[Saved data entries]
-- begin --
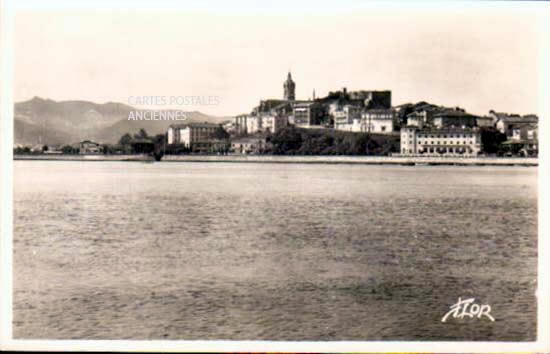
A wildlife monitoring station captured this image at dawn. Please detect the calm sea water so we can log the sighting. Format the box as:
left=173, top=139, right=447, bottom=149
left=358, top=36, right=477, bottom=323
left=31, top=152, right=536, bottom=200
left=13, top=161, right=537, bottom=341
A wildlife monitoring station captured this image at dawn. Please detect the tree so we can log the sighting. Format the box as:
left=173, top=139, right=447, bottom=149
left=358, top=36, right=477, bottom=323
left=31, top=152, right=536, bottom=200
left=134, top=128, right=149, bottom=140
left=61, top=145, right=75, bottom=155
left=212, top=126, right=229, bottom=140
left=118, top=133, right=133, bottom=145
-- end --
DIRECTIONS: Please pull every line of the data above into your answer unchanged, and leave out the pictures.

WRITTEN ANSWER:
A wildlife monitoring station captured this image at dawn. Please detect the calm sea water so we can log the sighting. Format the box as:
left=173, top=139, right=447, bottom=149
left=358, top=36, right=477, bottom=323
left=31, top=152, right=536, bottom=200
left=13, top=161, right=537, bottom=341
A wildlife monitoring station captured this image at dawn. Please detect the tree so we can log the sighting. Format the box as:
left=173, top=139, right=447, bottom=149
left=358, top=36, right=477, bottom=323
left=31, top=152, right=536, bottom=200
left=134, top=128, right=149, bottom=140
left=61, top=145, right=75, bottom=155
left=212, top=126, right=229, bottom=140
left=118, top=133, right=133, bottom=145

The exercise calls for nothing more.